Supplied passage:
Weekly, Oklahoma State University Extension Beef Cattle Nutrition Specialist Paul Beck offers his expertise on the beef cattle industry. This is a part of the weekly series known as the “Cow-Calf Corner.” Today, he talks about increasing resiliency in beef cattle.
In recent weeks I discussed the impacts of drought and climate disturbances on cattle numbers, cow fertility, and lifetime productivity of calves. This week I am covering some of the ways we can improve the resilience of our production systems to drought and other climate disturbances.
Matching Environment and Cow Biological Type
Research from the USDA ARS Southern Plains Experimental Range in Harper County Oklahoma from the late 1950’s and 1960’s indicated that the economically ideal stocking rate was 0.07 animal unit equivalents per acre. For the 1,000-pound cows common at the time this was 14.5 acres per cow. Since then the cow mature bodyweight has increased by 7 pounds per year, with current cow mature weights of 1,350 pounds. Where cows are still stocked at 14.5 acres per cow, the actual stocking rate has been increased by 25% to 0.086 animal units per acre. While cow size has increased by 350 pounds over the last 60 years, calf weaning weights have only increased by 66 pounds. With increasing resources (precipitation, fertilizer, feed, etc.) the potential for a ranch to maintain a larger cow with a higher level of milk production increases. As cow mature weight and level of milk increases costs, level of management, and risk also increase.
Flexible Stocking
Flexible stocking is not a new concept; it is common practice by many ranches in harsh environments in the western U.S., but many producers have lost sight of this system as we become more specialized in our production. If we stock the ranch with the optimal number of cows for drought years, additional forage resources could potentially be used for an alternative enterprise during years of plenty. These alternative enterprises could be a stocker operation, custom grazing for other producers, or hay production. In drought years, we can cut back on the alternative enterprise and use the excess acres for maintaining the cowherd. This would make it possible for the ranch to keep from purchasing large quantities of hay at a high price or increased culling of the cowherd at a low price.
Improved Grazing Management
Research in Arkansas (Beck and others, 2016; doi: 10.2527/jas.2016-0634) looked at the effects of improving grazing management by integrating multiple strategies including rotational grazing, stockpiling bermudagrass, and planting a few acres of cool season annuals into bermudagrass pastures on cow-calf productivity and hay feeding requirements. During years with normal precipitation, hay was only fed to cows in the pastures with improved grazing management during periods of ice and snow cover of the standing forage (less than 3 days per year) compared with 90 days in the continuously grazed pastures. During drought years, cows in continuously grazed pastures were fed hay for 140-days, compared with only 40 days for cows in pastures with improved grazing management. Improving grazing management was able to reduce reliance on stored forages and improve forage stand persistence during drought conditions.
There are multiple ways we can change our management to improve our operation’s resilience to drought. Integrating multiple alternatives may be the best way to counter the predicted changes in our environment to maintain long-term sustainability.

Records:
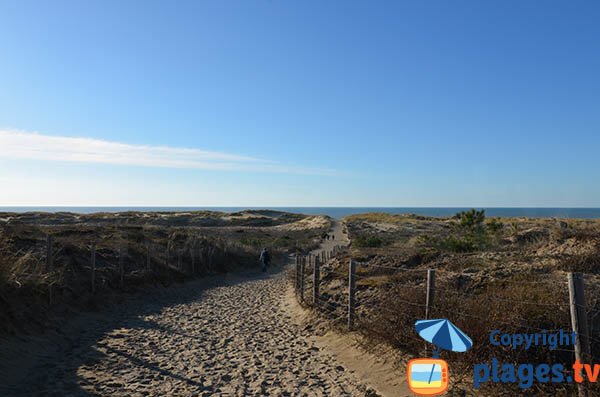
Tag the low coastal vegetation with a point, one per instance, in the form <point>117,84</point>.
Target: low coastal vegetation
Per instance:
<point>133,251</point>
<point>491,273</point>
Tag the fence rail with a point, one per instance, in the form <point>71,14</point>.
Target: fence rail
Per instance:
<point>309,274</point>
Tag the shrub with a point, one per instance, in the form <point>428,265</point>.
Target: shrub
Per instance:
<point>368,241</point>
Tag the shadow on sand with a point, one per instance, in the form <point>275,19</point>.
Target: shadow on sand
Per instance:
<point>47,364</point>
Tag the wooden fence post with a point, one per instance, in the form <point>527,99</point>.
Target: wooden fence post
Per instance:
<point>49,254</point>
<point>121,267</point>
<point>93,266</point>
<point>351,292</point>
<point>302,266</point>
<point>579,322</point>
<point>148,255</point>
<point>316,281</point>
<point>49,264</point>
<point>430,292</point>
<point>297,269</point>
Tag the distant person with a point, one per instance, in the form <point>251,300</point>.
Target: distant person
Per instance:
<point>265,258</point>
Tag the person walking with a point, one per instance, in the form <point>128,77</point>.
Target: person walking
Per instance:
<point>265,258</point>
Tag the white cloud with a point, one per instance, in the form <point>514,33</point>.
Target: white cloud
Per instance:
<point>34,146</point>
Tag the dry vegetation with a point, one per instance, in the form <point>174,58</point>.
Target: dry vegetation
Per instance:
<point>507,274</point>
<point>156,249</point>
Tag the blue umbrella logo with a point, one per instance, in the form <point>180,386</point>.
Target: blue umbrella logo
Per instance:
<point>444,335</point>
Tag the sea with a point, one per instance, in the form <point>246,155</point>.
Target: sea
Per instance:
<point>339,212</point>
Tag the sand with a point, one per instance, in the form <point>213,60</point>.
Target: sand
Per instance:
<point>227,336</point>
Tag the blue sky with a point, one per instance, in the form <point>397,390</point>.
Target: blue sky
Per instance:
<point>300,103</point>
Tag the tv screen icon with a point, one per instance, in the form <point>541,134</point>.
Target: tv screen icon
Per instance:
<point>427,376</point>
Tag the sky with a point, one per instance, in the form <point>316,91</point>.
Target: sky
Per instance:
<point>300,103</point>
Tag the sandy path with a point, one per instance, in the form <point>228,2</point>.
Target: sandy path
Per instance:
<point>229,340</point>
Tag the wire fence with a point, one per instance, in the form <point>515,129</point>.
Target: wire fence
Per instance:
<point>385,301</point>
<point>62,261</point>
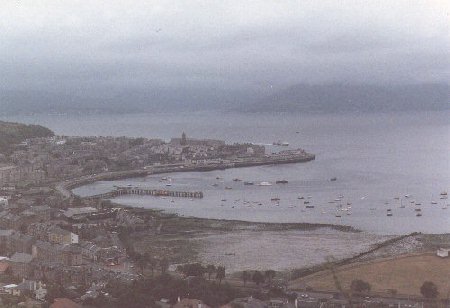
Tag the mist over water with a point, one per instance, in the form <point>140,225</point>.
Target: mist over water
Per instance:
<point>375,157</point>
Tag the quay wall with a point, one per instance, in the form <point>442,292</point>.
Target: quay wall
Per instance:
<point>64,188</point>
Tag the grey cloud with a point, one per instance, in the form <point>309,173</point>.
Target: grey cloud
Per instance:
<point>231,45</point>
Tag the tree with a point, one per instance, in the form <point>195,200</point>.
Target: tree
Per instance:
<point>360,286</point>
<point>220,273</point>
<point>245,276</point>
<point>269,275</point>
<point>141,262</point>
<point>210,269</point>
<point>429,290</point>
<point>258,278</point>
<point>193,269</point>
<point>152,263</point>
<point>164,265</point>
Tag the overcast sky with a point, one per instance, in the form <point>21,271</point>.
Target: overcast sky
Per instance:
<point>94,45</point>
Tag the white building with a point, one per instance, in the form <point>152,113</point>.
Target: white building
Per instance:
<point>443,252</point>
<point>3,201</point>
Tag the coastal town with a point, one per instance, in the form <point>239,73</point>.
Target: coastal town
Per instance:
<point>61,250</point>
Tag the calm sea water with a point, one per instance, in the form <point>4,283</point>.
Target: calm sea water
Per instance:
<point>375,158</point>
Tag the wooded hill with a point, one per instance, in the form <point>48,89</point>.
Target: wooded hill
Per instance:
<point>12,134</point>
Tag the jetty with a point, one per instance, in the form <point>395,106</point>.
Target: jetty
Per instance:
<point>121,191</point>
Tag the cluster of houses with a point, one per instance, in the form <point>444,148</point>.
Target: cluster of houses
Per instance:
<point>41,160</point>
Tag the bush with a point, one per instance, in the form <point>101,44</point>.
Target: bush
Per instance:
<point>429,290</point>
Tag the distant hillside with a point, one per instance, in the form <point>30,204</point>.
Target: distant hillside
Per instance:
<point>14,133</point>
<point>336,98</point>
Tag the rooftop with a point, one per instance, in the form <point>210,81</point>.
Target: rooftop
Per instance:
<point>20,257</point>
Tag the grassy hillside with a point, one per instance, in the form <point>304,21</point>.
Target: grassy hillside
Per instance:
<point>14,133</point>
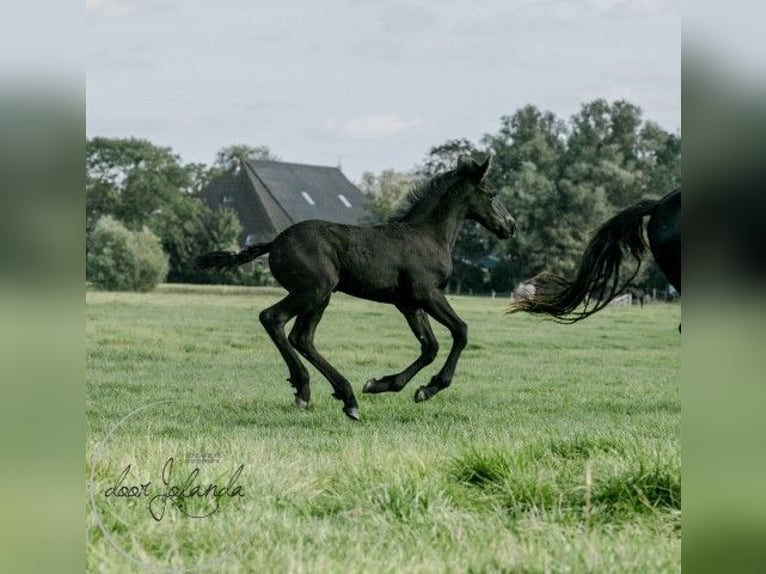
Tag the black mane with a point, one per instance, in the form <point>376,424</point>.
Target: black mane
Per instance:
<point>422,192</point>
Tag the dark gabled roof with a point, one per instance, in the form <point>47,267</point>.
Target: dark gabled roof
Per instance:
<point>308,192</point>
<point>270,196</point>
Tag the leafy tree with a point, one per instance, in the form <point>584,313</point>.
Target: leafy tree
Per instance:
<point>444,157</point>
<point>385,191</point>
<point>130,179</point>
<point>189,228</point>
<point>231,157</point>
<point>124,260</point>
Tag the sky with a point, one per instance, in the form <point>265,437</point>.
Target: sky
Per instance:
<point>367,85</point>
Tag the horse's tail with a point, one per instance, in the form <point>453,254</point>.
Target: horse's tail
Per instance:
<point>227,260</point>
<point>599,278</point>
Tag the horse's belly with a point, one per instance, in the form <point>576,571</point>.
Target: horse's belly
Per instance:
<point>371,287</point>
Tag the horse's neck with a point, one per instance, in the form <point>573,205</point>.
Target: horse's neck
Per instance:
<point>442,220</point>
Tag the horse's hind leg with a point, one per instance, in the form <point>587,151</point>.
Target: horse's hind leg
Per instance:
<point>429,346</point>
<point>439,308</point>
<point>302,338</point>
<point>273,320</point>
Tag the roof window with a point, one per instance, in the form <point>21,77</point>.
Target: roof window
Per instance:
<point>307,197</point>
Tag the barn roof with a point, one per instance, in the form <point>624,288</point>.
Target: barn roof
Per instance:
<point>270,196</point>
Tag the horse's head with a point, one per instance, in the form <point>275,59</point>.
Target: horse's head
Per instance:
<point>484,207</point>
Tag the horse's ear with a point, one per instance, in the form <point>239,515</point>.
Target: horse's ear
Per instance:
<point>484,167</point>
<point>477,170</point>
<point>465,164</point>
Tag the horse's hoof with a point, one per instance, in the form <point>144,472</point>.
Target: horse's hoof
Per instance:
<point>369,386</point>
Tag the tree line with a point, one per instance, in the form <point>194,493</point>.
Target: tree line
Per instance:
<point>560,179</point>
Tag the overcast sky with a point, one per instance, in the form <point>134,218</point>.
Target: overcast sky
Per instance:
<point>372,84</point>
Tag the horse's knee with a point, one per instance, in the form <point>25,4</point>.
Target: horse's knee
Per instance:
<point>429,348</point>
<point>300,342</point>
<point>460,335</point>
<point>267,318</point>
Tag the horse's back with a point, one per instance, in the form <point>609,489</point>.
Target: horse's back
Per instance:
<point>307,255</point>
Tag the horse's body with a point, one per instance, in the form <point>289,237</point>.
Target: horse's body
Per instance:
<point>406,262</point>
<point>600,277</point>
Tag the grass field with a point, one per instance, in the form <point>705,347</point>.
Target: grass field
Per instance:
<point>556,449</point>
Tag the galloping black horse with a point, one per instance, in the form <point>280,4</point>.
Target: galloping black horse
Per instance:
<point>405,262</point>
<point>600,277</point>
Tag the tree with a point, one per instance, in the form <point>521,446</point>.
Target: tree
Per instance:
<point>189,228</point>
<point>231,157</point>
<point>130,179</point>
<point>386,192</point>
<point>444,157</point>
<point>124,260</point>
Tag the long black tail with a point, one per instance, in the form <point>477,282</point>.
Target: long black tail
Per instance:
<point>600,277</point>
<point>228,260</point>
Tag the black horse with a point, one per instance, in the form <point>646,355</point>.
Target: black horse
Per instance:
<point>405,262</point>
<point>601,275</point>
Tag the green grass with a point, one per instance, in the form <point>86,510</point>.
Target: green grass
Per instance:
<point>556,449</point>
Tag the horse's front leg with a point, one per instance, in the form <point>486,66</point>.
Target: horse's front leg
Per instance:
<point>421,328</point>
<point>439,308</point>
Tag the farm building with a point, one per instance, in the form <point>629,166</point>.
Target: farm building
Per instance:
<point>270,196</point>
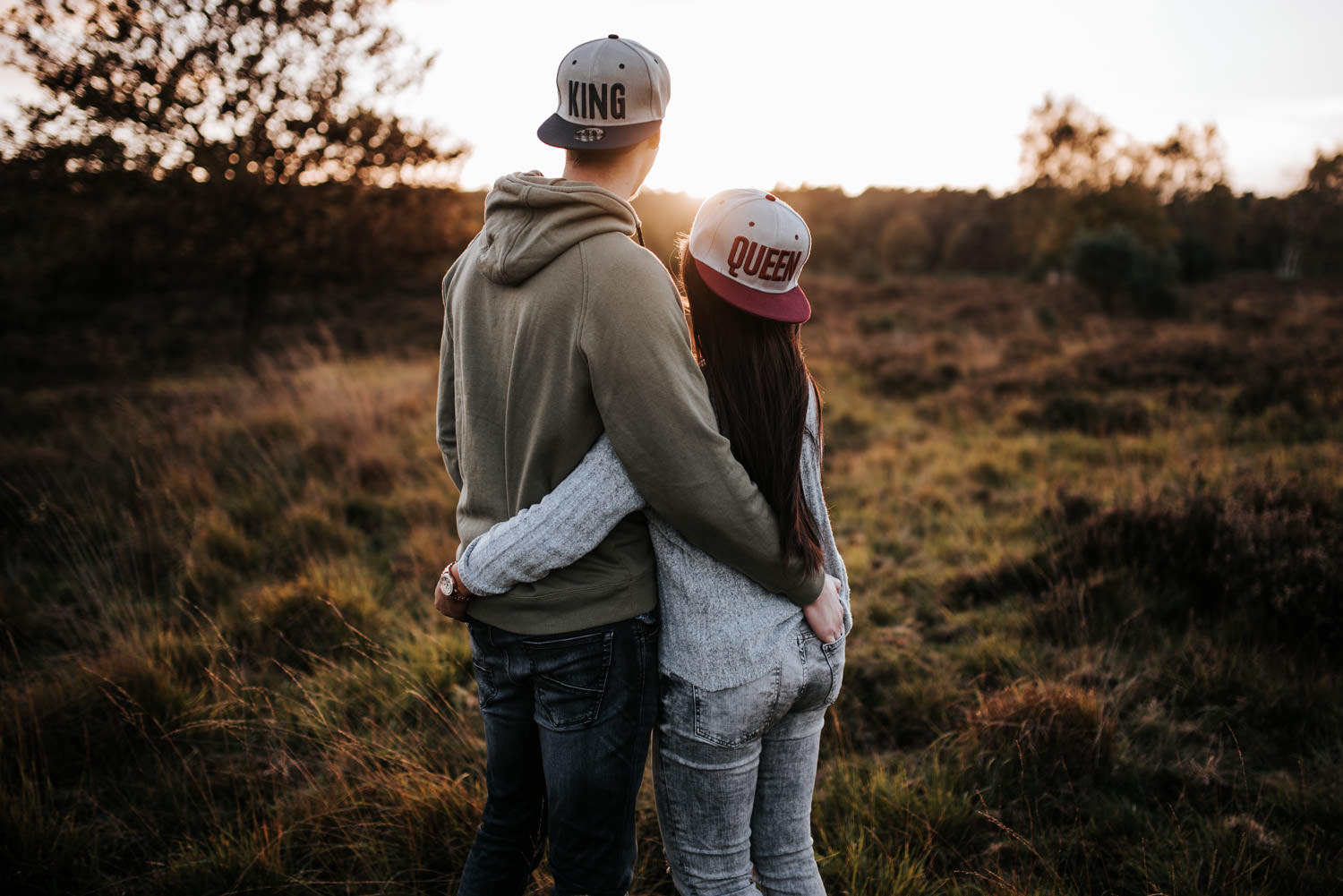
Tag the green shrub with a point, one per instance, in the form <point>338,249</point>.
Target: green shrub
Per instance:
<point>1125,273</point>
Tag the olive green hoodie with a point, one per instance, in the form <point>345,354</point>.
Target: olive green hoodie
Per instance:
<point>556,328</point>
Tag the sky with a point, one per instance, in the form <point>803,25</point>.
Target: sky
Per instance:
<point>857,93</point>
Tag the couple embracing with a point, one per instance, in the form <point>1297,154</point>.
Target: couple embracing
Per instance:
<point>645,542</point>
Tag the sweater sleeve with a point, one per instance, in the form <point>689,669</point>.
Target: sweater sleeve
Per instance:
<point>655,408</point>
<point>555,533</point>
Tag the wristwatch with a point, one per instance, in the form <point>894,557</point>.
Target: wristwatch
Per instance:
<point>448,582</point>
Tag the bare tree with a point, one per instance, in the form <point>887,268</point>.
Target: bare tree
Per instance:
<point>257,96</point>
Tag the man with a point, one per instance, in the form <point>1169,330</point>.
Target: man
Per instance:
<point>556,328</point>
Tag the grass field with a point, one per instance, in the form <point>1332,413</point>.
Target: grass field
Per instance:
<point>1095,559</point>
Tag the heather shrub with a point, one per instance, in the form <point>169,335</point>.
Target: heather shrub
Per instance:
<point>1262,560</point>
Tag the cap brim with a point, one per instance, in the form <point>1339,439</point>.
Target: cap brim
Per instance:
<point>790,308</point>
<point>559,132</point>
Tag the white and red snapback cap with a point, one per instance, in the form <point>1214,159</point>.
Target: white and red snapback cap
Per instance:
<point>614,93</point>
<point>748,247</point>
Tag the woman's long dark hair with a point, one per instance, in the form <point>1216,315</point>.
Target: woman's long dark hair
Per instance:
<point>759,386</point>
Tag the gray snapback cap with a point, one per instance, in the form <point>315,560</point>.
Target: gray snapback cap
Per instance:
<point>612,91</point>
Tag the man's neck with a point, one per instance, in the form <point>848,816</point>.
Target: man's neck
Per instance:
<point>622,180</point>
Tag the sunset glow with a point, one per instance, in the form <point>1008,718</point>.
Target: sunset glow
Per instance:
<point>853,94</point>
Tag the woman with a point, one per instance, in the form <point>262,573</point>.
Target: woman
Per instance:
<point>746,681</point>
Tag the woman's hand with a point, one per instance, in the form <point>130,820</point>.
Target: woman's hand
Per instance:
<point>825,614</point>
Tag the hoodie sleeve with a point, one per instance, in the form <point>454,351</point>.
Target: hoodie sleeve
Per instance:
<point>655,408</point>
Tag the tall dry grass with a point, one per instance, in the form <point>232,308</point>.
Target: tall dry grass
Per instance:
<point>1093,562</point>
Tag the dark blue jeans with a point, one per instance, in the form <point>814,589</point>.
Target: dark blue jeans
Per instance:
<point>567,726</point>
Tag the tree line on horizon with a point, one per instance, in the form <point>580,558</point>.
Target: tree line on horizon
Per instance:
<point>218,144</point>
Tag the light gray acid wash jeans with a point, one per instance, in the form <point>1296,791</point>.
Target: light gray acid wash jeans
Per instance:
<point>733,772</point>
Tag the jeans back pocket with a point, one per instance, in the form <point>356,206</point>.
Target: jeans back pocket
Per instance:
<point>569,676</point>
<point>736,716</point>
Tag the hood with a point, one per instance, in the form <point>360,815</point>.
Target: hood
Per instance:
<point>531,220</point>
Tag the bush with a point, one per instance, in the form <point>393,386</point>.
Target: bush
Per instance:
<point>1117,266</point>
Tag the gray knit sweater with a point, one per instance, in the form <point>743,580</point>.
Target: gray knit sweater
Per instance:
<point>719,627</point>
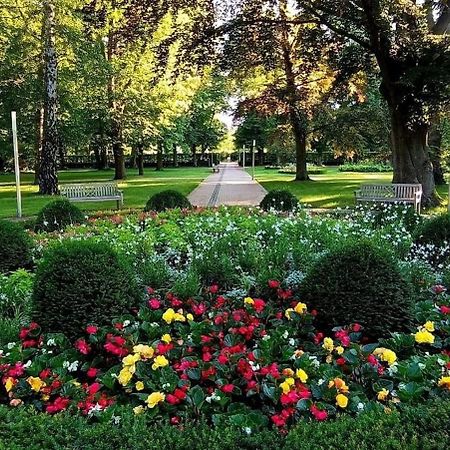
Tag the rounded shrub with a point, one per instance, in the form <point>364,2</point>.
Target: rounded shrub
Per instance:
<point>57,214</point>
<point>167,200</point>
<point>359,283</point>
<point>281,200</point>
<point>82,282</point>
<point>15,248</point>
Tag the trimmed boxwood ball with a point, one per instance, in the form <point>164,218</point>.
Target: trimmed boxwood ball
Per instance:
<point>168,199</point>
<point>359,283</point>
<point>57,214</point>
<point>15,248</point>
<point>82,282</point>
<point>280,200</point>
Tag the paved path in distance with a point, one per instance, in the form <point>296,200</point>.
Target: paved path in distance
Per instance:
<point>231,186</point>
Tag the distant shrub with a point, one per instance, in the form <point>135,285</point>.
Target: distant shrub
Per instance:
<point>58,214</point>
<point>81,282</point>
<point>359,283</point>
<point>15,248</point>
<point>167,200</point>
<point>280,200</point>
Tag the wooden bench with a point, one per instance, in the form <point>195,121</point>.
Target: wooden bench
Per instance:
<point>92,192</point>
<point>390,193</point>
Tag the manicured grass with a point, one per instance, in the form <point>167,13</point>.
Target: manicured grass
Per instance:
<point>329,190</point>
<point>136,189</point>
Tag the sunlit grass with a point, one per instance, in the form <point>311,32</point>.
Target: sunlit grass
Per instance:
<point>136,189</point>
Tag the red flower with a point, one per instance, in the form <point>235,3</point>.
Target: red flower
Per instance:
<point>82,346</point>
<point>91,329</point>
<point>274,284</point>
<point>154,303</point>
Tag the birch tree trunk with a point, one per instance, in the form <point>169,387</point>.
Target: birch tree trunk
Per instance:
<point>48,169</point>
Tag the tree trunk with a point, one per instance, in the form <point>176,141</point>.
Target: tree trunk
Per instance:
<point>159,156</point>
<point>39,124</point>
<point>434,144</point>
<point>140,158</point>
<point>410,156</point>
<point>175,155</point>
<point>194,155</point>
<point>48,170</point>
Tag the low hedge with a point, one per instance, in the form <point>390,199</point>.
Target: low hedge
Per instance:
<point>420,427</point>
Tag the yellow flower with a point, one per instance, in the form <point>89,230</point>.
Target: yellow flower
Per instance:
<point>9,383</point>
<point>131,360</point>
<point>301,375</point>
<point>155,398</point>
<point>385,355</point>
<point>138,410</point>
<point>300,308</point>
<point>249,301</point>
<point>145,351</point>
<point>160,361</point>
<point>424,337</point>
<point>328,344</point>
<point>125,376</point>
<point>445,382</point>
<point>287,313</point>
<point>169,315</point>
<point>341,400</point>
<point>36,383</point>
<point>382,394</point>
<point>286,385</point>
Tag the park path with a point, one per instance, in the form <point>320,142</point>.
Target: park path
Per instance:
<point>231,186</point>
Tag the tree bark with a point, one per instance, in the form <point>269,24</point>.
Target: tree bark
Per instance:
<point>140,158</point>
<point>175,155</point>
<point>39,124</point>
<point>159,156</point>
<point>48,169</point>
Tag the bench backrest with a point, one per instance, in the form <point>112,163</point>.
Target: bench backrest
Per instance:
<point>93,190</point>
<point>406,191</point>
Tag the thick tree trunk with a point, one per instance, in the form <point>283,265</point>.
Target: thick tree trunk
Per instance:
<point>159,157</point>
<point>140,158</point>
<point>48,170</point>
<point>39,134</point>
<point>410,156</point>
<point>175,155</point>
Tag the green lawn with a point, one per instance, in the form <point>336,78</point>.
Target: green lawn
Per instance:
<point>329,190</point>
<point>136,189</point>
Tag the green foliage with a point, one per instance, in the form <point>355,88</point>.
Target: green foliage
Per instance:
<point>57,215</point>
<point>168,199</point>
<point>15,248</point>
<point>15,295</point>
<point>280,200</point>
<point>81,282</point>
<point>434,231</point>
<point>359,283</point>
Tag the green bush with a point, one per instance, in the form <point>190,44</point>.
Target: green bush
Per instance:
<point>167,200</point>
<point>15,248</point>
<point>359,283</point>
<point>434,231</point>
<point>57,214</point>
<point>81,282</point>
<point>280,200</point>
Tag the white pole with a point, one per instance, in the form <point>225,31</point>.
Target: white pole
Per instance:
<point>253,159</point>
<point>16,163</point>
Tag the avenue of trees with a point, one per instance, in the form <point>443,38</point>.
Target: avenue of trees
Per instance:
<point>354,76</point>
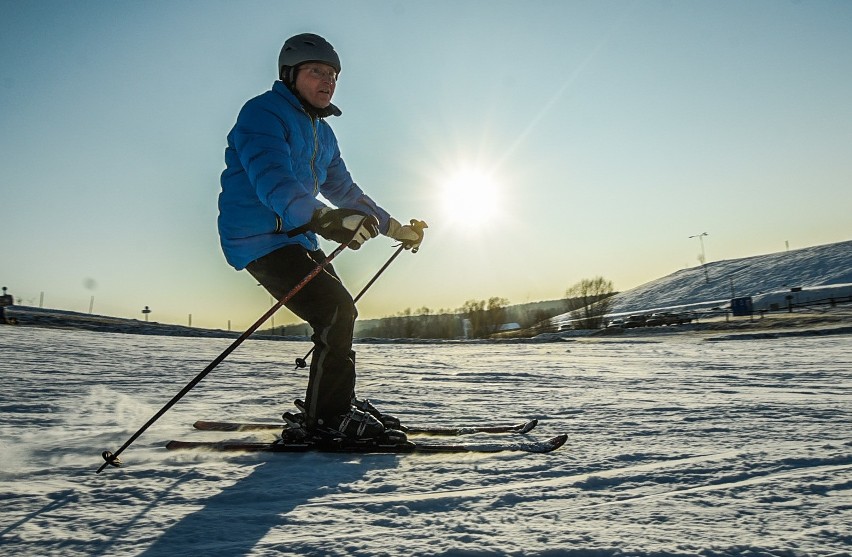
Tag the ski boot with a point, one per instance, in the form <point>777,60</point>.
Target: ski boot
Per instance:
<point>294,428</point>
<point>391,422</point>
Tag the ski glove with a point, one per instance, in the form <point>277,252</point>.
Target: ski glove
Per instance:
<point>411,235</point>
<point>344,226</point>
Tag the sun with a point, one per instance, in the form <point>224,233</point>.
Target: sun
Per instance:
<point>471,197</point>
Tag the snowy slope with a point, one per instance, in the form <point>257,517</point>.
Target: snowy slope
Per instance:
<point>677,447</point>
<point>719,281</point>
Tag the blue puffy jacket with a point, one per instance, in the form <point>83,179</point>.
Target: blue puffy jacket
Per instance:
<point>277,161</point>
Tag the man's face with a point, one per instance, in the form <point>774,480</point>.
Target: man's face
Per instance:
<point>315,82</point>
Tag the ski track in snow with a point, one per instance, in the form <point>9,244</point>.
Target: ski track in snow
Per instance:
<point>676,447</point>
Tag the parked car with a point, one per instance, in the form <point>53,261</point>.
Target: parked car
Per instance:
<point>658,320</point>
<point>634,321</point>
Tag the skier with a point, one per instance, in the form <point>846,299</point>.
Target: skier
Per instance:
<point>281,154</point>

What is expected: Write out everything in the Cow-Calf Corner column from "There are multiple" down to "maintain long-term sustainability.", word for word. The records have nothing to do with the Cow-Calf Corner column.

Completed exercise:
There are multiple ways we can change our management to improve our operation’s resilience to drought. Integrating multiple alternatives may be the best way to counter the predicted changes in our environment to maintain long-term sustainability.